BEGIN EXCERPTED DATA
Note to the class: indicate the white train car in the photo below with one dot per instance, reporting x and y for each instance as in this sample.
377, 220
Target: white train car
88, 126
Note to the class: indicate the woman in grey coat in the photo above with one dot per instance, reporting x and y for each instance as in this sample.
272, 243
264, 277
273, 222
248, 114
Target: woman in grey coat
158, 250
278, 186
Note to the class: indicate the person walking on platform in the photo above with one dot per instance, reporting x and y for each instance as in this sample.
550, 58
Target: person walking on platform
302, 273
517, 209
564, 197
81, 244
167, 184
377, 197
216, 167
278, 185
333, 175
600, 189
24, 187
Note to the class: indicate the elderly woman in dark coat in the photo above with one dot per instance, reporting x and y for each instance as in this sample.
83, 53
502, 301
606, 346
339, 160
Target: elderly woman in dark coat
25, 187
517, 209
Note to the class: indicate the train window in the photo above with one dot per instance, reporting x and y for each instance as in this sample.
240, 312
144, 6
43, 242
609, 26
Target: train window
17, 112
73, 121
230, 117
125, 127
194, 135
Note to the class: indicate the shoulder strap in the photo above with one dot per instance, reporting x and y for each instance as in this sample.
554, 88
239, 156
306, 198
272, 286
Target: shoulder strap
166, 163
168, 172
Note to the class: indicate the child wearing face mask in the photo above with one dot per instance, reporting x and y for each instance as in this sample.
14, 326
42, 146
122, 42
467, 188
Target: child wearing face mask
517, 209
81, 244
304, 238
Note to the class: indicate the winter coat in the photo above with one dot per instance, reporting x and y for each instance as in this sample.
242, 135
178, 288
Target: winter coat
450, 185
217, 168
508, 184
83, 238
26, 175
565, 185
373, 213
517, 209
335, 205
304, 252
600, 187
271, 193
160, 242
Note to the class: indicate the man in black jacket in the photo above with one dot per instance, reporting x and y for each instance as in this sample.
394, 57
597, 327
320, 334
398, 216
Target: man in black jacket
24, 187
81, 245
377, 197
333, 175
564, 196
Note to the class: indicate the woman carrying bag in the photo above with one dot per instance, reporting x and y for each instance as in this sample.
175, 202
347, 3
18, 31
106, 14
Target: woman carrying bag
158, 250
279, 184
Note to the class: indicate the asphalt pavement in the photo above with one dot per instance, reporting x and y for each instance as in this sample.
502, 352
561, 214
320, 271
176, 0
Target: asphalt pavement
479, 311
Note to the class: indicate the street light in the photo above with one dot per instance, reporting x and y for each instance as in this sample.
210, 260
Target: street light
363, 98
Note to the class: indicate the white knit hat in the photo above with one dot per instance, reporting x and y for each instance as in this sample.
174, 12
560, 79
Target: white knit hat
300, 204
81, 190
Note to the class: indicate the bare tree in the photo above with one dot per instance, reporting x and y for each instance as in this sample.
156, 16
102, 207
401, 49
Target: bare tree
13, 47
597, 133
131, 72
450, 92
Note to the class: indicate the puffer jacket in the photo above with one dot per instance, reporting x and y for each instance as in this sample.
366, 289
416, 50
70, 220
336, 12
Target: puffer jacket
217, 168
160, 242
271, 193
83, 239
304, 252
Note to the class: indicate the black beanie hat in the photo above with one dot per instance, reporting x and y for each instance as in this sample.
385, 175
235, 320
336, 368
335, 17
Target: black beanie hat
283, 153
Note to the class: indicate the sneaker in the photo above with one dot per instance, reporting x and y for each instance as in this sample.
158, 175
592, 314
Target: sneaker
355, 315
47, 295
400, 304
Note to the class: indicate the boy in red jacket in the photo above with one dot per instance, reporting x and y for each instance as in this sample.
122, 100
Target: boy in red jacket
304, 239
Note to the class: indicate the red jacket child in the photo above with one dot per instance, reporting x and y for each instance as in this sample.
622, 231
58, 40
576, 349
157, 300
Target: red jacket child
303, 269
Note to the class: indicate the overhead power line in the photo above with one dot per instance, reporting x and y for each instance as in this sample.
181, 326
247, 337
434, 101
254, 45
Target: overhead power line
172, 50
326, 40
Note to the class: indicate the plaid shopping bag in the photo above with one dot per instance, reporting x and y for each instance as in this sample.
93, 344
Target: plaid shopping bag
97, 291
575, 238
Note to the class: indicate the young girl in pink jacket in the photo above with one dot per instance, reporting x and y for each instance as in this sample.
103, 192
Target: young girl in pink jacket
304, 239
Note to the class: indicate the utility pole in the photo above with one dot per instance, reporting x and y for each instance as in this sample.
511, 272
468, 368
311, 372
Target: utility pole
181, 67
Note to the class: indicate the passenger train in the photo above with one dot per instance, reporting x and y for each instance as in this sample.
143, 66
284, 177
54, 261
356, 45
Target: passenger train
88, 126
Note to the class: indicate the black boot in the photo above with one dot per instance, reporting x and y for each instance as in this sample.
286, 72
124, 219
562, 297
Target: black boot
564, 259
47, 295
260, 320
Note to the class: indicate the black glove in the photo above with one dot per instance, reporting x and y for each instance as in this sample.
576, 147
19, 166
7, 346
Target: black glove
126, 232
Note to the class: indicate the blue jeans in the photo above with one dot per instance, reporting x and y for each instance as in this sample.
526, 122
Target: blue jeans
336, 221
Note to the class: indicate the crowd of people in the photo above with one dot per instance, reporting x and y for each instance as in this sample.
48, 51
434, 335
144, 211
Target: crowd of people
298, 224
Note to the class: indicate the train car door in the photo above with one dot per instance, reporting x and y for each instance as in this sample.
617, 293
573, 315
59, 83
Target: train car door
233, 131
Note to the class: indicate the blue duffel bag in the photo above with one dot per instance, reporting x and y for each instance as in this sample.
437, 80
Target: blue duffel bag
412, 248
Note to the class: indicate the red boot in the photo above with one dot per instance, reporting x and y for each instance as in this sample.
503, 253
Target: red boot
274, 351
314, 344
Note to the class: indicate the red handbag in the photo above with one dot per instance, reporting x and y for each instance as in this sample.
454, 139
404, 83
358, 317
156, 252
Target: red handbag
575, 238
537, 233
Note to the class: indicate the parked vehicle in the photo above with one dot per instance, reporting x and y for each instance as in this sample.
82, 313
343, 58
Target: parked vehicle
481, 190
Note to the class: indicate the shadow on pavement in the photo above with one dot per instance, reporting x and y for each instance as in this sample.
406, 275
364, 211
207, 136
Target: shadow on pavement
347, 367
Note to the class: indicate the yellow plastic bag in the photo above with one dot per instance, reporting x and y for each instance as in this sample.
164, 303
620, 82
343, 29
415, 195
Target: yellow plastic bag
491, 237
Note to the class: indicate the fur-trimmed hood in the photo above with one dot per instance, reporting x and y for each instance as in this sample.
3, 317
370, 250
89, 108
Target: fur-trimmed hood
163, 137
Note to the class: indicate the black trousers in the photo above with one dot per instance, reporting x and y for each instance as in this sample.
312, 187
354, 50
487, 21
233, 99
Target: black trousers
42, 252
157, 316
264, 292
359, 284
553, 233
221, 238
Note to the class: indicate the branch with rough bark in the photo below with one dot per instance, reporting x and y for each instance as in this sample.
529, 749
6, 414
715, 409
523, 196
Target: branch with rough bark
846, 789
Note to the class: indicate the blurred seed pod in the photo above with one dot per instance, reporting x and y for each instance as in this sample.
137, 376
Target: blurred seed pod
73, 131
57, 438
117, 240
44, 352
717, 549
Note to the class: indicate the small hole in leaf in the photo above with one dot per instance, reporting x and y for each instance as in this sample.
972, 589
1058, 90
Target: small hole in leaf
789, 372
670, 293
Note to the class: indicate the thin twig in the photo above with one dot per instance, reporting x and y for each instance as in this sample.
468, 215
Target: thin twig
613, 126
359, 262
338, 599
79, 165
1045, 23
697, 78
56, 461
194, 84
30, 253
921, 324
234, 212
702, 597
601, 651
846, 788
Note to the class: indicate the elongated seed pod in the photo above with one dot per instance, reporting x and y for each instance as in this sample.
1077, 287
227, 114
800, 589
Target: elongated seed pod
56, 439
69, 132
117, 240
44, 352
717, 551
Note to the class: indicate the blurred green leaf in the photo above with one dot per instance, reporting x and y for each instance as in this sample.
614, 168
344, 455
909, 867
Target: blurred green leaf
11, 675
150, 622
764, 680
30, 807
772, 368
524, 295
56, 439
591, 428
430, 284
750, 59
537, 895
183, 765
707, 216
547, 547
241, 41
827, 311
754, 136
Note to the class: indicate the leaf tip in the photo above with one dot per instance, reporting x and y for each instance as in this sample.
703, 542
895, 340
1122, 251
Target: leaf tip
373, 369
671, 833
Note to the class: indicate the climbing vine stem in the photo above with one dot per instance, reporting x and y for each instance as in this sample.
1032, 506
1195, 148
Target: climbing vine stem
END EXCERPTED DATA
→ **WHAT THE TASK REQUIRES**
Look through the data above and return each line where the string "vine" occurs.

→ **EXERCISE ANSWER**
Note to the class: indicate the climbing vine stem in the photo above with one dot per instance, reporting x and y for each instance as in this sample.
Target: climbing vine stem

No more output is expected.